What the task requires: Transcribe each record below character for character.

Material for this task:
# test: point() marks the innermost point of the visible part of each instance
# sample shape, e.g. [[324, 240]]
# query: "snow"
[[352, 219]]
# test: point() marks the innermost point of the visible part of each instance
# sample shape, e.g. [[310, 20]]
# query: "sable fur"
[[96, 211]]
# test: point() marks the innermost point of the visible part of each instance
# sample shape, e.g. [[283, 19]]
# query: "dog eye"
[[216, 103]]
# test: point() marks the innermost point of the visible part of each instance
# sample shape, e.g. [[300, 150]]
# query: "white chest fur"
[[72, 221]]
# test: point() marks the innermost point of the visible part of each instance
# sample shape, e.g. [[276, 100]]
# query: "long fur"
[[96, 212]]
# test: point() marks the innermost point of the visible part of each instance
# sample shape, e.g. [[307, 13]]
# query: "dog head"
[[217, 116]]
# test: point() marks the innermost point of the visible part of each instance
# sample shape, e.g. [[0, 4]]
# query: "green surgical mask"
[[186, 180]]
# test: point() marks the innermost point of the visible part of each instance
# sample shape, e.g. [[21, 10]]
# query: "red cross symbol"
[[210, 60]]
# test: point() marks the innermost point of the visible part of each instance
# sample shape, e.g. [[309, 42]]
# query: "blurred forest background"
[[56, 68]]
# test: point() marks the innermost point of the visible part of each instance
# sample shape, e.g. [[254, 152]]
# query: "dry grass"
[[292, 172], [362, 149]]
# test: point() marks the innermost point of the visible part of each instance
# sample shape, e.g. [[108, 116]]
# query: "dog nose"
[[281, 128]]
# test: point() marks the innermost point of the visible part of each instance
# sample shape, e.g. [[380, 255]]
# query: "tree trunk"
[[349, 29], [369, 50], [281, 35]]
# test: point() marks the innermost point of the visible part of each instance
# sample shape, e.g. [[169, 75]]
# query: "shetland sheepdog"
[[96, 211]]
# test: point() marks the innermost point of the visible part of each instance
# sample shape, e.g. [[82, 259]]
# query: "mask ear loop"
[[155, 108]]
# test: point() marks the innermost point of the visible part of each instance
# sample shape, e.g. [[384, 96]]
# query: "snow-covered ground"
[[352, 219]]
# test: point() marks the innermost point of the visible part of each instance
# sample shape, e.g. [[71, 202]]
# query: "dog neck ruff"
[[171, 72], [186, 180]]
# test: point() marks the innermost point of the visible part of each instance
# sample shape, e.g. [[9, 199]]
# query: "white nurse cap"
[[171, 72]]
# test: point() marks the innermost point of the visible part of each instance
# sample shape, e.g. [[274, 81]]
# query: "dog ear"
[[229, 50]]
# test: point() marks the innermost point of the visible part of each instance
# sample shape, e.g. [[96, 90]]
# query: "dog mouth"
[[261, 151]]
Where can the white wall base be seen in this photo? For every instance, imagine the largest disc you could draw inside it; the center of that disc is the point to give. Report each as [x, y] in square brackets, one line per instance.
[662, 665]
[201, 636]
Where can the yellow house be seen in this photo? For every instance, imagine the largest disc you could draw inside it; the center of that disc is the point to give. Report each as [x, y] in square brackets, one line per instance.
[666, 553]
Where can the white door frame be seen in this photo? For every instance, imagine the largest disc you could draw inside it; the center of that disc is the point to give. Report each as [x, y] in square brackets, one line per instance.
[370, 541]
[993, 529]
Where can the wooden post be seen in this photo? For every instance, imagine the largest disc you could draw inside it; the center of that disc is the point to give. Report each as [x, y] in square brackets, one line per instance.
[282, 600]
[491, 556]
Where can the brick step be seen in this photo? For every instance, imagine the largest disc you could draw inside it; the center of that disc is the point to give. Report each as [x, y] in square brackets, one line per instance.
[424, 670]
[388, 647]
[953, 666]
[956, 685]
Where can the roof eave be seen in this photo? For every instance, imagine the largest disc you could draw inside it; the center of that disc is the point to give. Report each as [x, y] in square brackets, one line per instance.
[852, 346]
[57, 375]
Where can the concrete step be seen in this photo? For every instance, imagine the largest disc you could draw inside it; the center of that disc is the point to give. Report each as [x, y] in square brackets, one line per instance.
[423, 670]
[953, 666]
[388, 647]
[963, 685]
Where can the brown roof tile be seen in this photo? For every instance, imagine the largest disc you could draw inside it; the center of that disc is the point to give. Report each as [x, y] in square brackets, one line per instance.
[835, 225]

Output for this exercise:
# test: point() marks the innermost point of the visible part of each instance
# sample shape, e.g. [[324, 240]]
# query: "snow"
[[352, 219]]
# test: point() marks the innermost point of the visible part of each instance
# sample shape, e.g. [[310, 20]]
# query: "sable fur"
[[96, 211]]
# test: point() marks the innermost point of the visible part of each instance
# sample shape, e.g. [[283, 19]]
# query: "dog eye"
[[216, 103]]
# test: point() marks the innermost point of the visible part of each instance
# sample shape, e.g. [[300, 150]]
# query: "white chest fur"
[[72, 221]]
# test: point() marks the innermost point of the visible part of each instance
# sample shape, e.g. [[276, 100]]
# query: "long fur"
[[96, 212]]
# test: point() marks the innermost point of the visible part of each instance
# sample shape, e.g. [[307, 13]]
# query: "dog head"
[[217, 116]]
# test: point() marks the innermost point of the visible part of each instance
# sample shape, e.g. [[0, 4]]
# query: "green surgical mask"
[[186, 180]]
# test: point() marks the innermost point of the visible part of each instance
# sample shape, e.g. [[21, 10]]
# query: "red cross symbol"
[[210, 60]]
# test: point() marks the innermost point of the visible part of each instance
# sample shape, e.g. [[309, 42]]
# query: "blurred forest background"
[[56, 68]]
# test: point() marks the innermost point of the visible part of each instance
# sample shape, e.g. [[254, 152]]
# query: "dry grass"
[[292, 172], [362, 149]]
# test: point() marks the innermost point of the visible part of each instance
# sample shape, e.g. [[108, 116]]
# query: "dog nose"
[[281, 128]]
# test: point() marks the innermost point of the visible part of each instance
# sample shape, e.g. [[380, 255]]
# query: "tree trunk"
[[349, 29], [369, 50], [281, 35]]
# test: point() marks the innermost point of the visible part of each instance
# sample shape, e.g. [[169, 75]]
# query: "shetland sheepdog"
[[96, 211]]
# test: point() marks the innermost point of the visible part of each instance
# sample shape, e.g. [[82, 259]]
# query: "mask ear loop"
[[155, 108]]
# test: point() marks the innermost point of the visible part of each instance
# sample shape, e.g. [[384, 96]]
# query: "snow-covered ground"
[[352, 219]]
# test: point() marks the innermost point of the visible part of each instance
# sample shape, e.g. [[71, 202]]
# query: "dog neck ruff"
[[171, 72], [186, 180]]
# test: point() marks the innermost point of the visible part of each instance
# sample shape, e.g. [[9, 199]]
# query: "white nurse cap"
[[171, 72]]
# test: point() marks the innermost point of the visible part of each instance
# sample shape, e.g. [[274, 81]]
# query: "dog ear"
[[229, 50]]
# test: point() marks the innermost point of the visible part of each instance
# sample shape, e.g. [[96, 90]]
# query: "dog mouth"
[[261, 151]]
Where can the white wall base be seen in this photo? For every instance, imagine the largest disc you could draw inside it; the center of that disc is the point to give. Report each as [x, y] in square brackets, one line per instance.
[662, 665]
[201, 636]
Where can the yellow house be seen in this photo? For every instance, imagine the largest disc you could draw inside it; the center of that disc is the point to give. Report each as [x, y] in square brackets, one line per instance.
[666, 553]
Where can the white door frame be seen in this photo? For every instance, imagine the largest disc you could draw inside it; the center of that disc is the point to give. Report each as [x, y] in square brackets, one line per instance.
[370, 541]
[993, 529]
Where can the wooden post be seen in this photo? For every instance, imagine the largest disc you could draw inside it; the center of that disc is the point to give. Report each as [x, y] in square brackets, one line per instance.
[282, 600]
[491, 556]
Where can the brick step be seen in this photo? For every instance, imagine the largest disc you could draw inside it; the center of that disc is the point to give. Report each as [x, y] in square brackets, one line per instance.
[424, 670]
[388, 647]
[953, 666]
[956, 685]
Where can the roof eave be seen in this photo? For every instance, imagine the largest disc you could draw inside it; the center of that disc is the point to give. Report each as [x, y] in square brackets, one line per instance.
[852, 346]
[57, 375]
Where can the concrete step be seen in this photo? For every instance, imagine the largest disc you could draw inside it; the center of that disc is the point to give. Report each as [x, y] in square brackets, one line per instance.
[423, 670]
[953, 666]
[388, 647]
[963, 685]
Where can the brown roof tile be seen in this photo? For every instance, imagine the largest disc you could draw inside it; the center of that disc is the point to give. Report each as [x, y] in square brackets, one line per instance.
[835, 225]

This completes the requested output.